____ Provided material
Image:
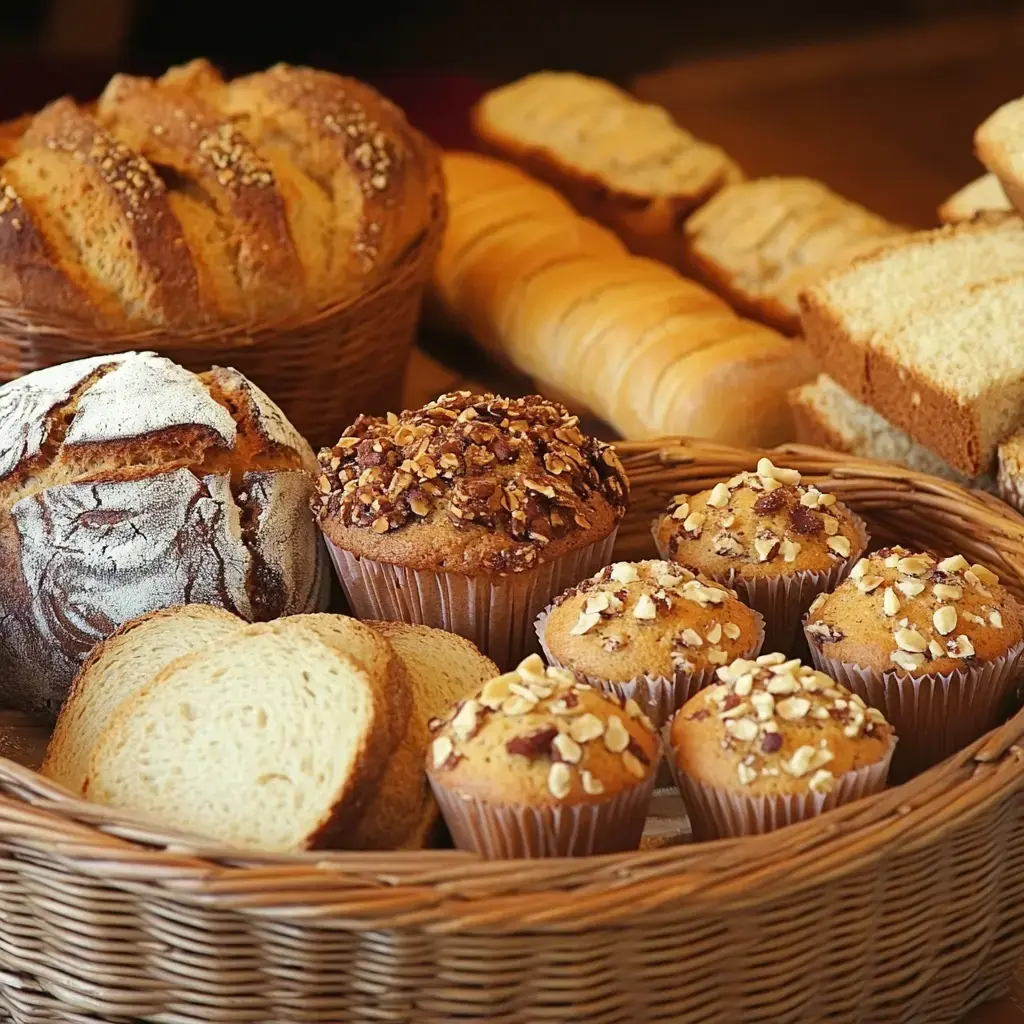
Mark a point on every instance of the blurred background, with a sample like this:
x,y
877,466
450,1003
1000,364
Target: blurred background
x,y
878,97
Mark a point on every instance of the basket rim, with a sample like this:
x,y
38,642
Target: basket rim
x,y
444,890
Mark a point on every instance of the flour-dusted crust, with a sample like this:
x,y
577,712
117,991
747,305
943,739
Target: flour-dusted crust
x,y
144,395
128,485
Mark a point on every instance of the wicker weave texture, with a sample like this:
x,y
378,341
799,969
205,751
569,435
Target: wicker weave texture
x,y
324,371
905,906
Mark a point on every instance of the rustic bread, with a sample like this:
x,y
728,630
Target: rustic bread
x,y
271,740
624,163
926,331
979,198
120,666
826,416
127,484
760,243
441,668
545,289
186,201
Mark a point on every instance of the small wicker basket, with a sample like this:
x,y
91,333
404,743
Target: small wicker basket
x,y
347,358
905,906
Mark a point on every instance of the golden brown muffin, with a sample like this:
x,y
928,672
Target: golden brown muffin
x,y
916,614
775,727
469,484
759,524
649,617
________
**Work to complete**:
Because pictures are not wanted, give every entry above again exactly without them.

**Answer to the exercise**:
Image:
Mark a point on every instance of the blurred background, with a sample like this:
x,y
877,466
450,1003
1000,364
Target: blurred background
x,y
878,97
Mark a point on every instance of the basket rim, with a sample like this:
x,y
38,642
Target: basket rim
x,y
444,890
Mark a point on every instance of the flour-dusted crust, with a sample like this:
x,y
577,712
117,991
747,305
943,739
Target: flour-dusted crust
x,y
144,395
128,485
Mark a point on every instance of the wicker weave texture, with a sample like this:
x,y
378,341
799,969
205,751
569,435
Target: wicker weave texture
x,y
324,371
905,906
Mark a point on every instance of the rustic bread, with a sample like this:
x,y
728,630
Target: rustic bread
x,y
271,740
624,163
926,331
979,198
120,666
826,416
127,484
760,243
441,668
545,289
186,201
Mark a point on every instance of the small wicker basket, with a sample like this:
x,y
91,333
404,743
Target: small wicker basket
x,y
347,358
905,906
Mark a point on every instance of the golden brown muffin, with a sample like this:
x,y
928,672
Target: golden brown muffin
x,y
916,614
775,727
469,484
759,524
649,617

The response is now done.